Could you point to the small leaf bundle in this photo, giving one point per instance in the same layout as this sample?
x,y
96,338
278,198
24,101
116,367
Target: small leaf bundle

_ _ _ _

**Problem requirements**
Rewrite the entries above as a numbered list, one line per item, with blank lines omitted.

**Worked solution**
1. Could you point to the small leaf bundle in this photo, giving one point per instance in the same layout as this sample?
2. x,y
3. 96,338
4. 278,198
5. 24,101
6. 116,367
7. Target: small leaf bundle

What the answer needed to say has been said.